### Task prompt
All lines in the material containing the word "Find" need to be copied.

━━━━━ Data records

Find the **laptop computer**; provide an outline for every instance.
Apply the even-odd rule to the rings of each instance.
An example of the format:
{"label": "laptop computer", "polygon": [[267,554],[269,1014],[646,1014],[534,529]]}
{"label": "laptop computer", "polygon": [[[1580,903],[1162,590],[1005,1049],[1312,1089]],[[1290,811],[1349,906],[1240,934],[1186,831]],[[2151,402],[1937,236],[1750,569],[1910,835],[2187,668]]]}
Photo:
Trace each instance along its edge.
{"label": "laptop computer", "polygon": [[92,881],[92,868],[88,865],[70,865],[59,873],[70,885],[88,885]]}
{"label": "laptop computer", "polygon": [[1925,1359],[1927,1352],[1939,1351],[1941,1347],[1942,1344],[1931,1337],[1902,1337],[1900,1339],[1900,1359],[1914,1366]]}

━━━━━━━━━━
━━━━━ Data records

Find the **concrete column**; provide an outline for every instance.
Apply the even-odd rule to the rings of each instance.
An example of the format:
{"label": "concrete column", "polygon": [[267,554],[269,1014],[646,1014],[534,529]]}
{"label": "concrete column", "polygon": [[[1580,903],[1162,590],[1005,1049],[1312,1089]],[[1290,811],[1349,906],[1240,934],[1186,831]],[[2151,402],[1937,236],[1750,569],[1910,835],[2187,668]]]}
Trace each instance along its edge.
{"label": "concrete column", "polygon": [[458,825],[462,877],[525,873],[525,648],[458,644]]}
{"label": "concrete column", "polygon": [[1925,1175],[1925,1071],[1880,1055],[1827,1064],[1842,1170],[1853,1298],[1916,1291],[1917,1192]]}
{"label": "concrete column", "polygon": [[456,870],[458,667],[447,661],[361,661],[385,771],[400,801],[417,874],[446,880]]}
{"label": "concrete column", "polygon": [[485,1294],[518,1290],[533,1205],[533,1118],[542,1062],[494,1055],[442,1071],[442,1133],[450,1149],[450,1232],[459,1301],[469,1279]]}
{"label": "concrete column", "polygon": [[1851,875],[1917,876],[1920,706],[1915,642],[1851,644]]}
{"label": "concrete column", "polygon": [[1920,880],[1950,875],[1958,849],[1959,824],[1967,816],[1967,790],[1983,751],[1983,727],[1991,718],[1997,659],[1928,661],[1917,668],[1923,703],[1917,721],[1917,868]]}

━━━━━━━━━━

### Result for this exercise
Find the **laptop computer**; provide an outline for every instance.
Find the **concrete column**; provide an outline for every instance.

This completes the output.